Conspiracy Theory was released August 11, 1997, to 2,806 theaters, and had an opening Monday gross of $19.3 million in the United States. It opened at number 1 in the U.S., displacing Air Force One. It eventually grossed $76 million in the U.S. and $61 million internationally.

===Critical response===

Review aggregation website Rotten Tomatoes gives the film a score of 59% based on reviews from 44 critics. Metacritic, which uses a weighted average, assigned the a score of 50 out of 100, based on 21 critics, indicating "mixed or average" reviews. Audiences polled by CinemaScore gave the film an average grade of "B+" on an A+ to F scale.

In her review in The New York Times, Janet Maslin said, "The only sneaky scheme at work here is the one that inflates a hollow plot to fill 2¼ hours while banishing skepticism with endless close-ups of big, beautiful movie-star eyes ... Gibson, delivering one of the hearty, dynamic star turns that have made him the Peter Pan of the blockbuster set, makes Jerry much more boyishly likable than he deserves to be. The man who talks to himself and mails long, delusional screeds to strangers is not usually the dreamboat type ... After the story enjoys creating real intrigue ... it becomes tied up in knots. As with too many high-concept escapades, Conspiracy Theory tacks on a final half-hour of hasty explanations and mock-sincere emotion. The last scene is an outright insult to anyone who took the movie seriously at its start."

Lisa Schwarzbaum of Entertainment Weekly graded the film B− and commented, "Richard Donner ... switches the movie from a really interesting, jittery, literate, and witty tone poem about justified contemporary paranoia (and the creatively unhinged dark side of New York City) to an overloaded, meandering iteration of a Lethal Weapon project that bears the not-so-secret stamp of audience testing and tinkering."

In the San Francisco Chronicle, Mick LaSalle stated, "If I were paranoid I might suspect a conspiracy at work in the promoting of this movie—to suck in audiences with a catchy hook and then give them something much more clumsy and pedestrian ... Conspiracy Theory can be enjoyed once one gives up hope of its becoming a thinking person's thriller and accepts it as just another diversion ... When all else fails, there are still the stars to look at—Roberts, who actually manages to do some fine acting, and Gibson, whose likability must be a sturdy thing indeed."

Roger Ebert of the Chicago Sun-Times observed the film "cries out to be a small film—a quixotic little indie production where the daffy dialogue and weird characters could weave their coils of paranoia into great offbeat humor. Unfortunately, the parts of the movie that are truly good are buried beneath the deadening layers of thriller cliches and an unconvincing love story ... If the movie had stayed at ground level—had been a real story about real people—it might have been a lot better, and funnier. All of the energy is in the basic material, and none of it is in a romance that is grafted on like an unneeded limb or superfluous organ."

In Rolling Stone, Peter Travers said, "The strong impact that Gibson makes as damaged goods is diluted by selling Jerry as cute and redeemable. Instead of a scalding brew of mirth and malice, served black, Donner settles up a tepid latte, decaf. What a shame—Conspiracy Theory could have been a contender."

[Collected data]

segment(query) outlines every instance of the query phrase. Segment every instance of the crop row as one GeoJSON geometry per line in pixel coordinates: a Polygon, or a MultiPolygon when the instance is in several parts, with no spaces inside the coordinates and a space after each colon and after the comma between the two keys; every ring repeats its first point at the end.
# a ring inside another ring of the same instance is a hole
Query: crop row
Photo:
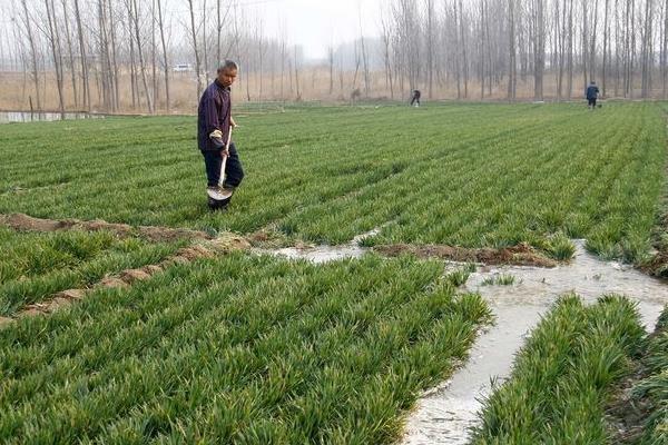
{"type": "Polygon", "coordinates": [[[0,329],[3,443],[390,443],[487,305],[439,263],[230,255],[0,329]]]}
{"type": "Polygon", "coordinates": [[[662,192],[666,135],[651,103],[304,108],[239,121],[247,177],[223,216],[204,206],[189,118],[52,123],[49,138],[14,126],[0,136],[0,211],[273,227],[330,244],[384,224],[370,243],[540,247],[562,233],[638,261],[662,192]]]}
{"type": "Polygon", "coordinates": [[[107,274],[158,263],[179,246],[118,239],[104,231],[23,234],[0,228],[0,316],[61,290],[88,287],[107,274]]]}
{"type": "Polygon", "coordinates": [[[562,297],[531,333],[510,378],[485,402],[472,443],[611,443],[606,405],[644,337],[626,298],[584,306],[577,296],[562,297]]]}

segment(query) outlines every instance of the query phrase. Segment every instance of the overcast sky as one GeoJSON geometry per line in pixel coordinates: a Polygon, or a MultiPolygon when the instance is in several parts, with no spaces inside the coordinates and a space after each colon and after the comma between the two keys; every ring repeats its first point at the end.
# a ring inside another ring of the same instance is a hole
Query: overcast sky
{"type": "Polygon", "coordinates": [[[250,14],[259,14],[268,36],[285,29],[291,43],[304,47],[307,58],[324,58],[327,46],[360,36],[380,34],[380,10],[389,0],[240,0],[250,14]]]}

[WHAT NEEDS TO BE DONE]
In the passage about the release and reviews of Conspiracy Theory, give the part between "Review aggregation website" and "to F scale.", inclusive, again, changing "weighted average" to "weighted mean".

[ANSWER FOR THIS EXERCISE]
Review aggregation website Rotten Tomatoes gives the film a score of 59% based on reviews from 44 critics. Metacritic, which uses a weighted mean, assigned the a score of 50 out of 100, based on 21 critics, indicating "mixed or average" reviews. Audiences polled by CinemaScore gave the film an average grade of "B+" on an A+ to F scale.